◆ EXERCISE GOAL:
Every word of the data below has to be copied faithfully.

Natural-language object grounding data:
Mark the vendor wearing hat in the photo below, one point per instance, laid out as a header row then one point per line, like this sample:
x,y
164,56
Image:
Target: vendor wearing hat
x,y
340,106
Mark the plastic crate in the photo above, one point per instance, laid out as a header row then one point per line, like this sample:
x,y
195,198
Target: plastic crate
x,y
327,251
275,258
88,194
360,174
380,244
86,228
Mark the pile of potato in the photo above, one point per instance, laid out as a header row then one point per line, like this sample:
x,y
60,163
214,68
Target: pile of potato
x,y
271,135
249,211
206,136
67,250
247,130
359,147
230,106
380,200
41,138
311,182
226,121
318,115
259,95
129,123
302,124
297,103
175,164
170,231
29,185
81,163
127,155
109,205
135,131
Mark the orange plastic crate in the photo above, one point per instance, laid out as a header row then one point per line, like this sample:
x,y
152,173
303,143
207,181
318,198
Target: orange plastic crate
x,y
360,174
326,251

◆ RESPONSE:
Mark the vendor wearing hat in the photo below, one point per instance, laid out as a header row then one point per line, like this sample:
x,y
164,56
Image:
Target: vendor wearing hat
x,y
340,106
Mark the plastic crate in the photo above, one point per instance, laid out as a header row then one point per line, like this sample:
x,y
195,198
Target: plastic crate
x,y
327,251
275,258
88,194
360,174
380,244
86,228
Mark the pile of potato in the photo above, one point per instance, laid out as a header row then one point per line, like this sample:
x,y
60,163
214,68
Target: pile of potato
x,y
271,135
249,211
206,136
67,250
247,130
359,147
230,106
380,200
41,138
311,182
226,121
318,115
259,95
129,123
302,124
297,103
175,164
170,231
29,185
81,163
127,155
109,205
135,131
Mark the orange plastic crate in the photo above, one point per instance, laid out as a header row then one point per line, like this sample:
x,y
152,173
303,143
207,181
318,198
Target: orange plastic crate
x,y
360,174
326,251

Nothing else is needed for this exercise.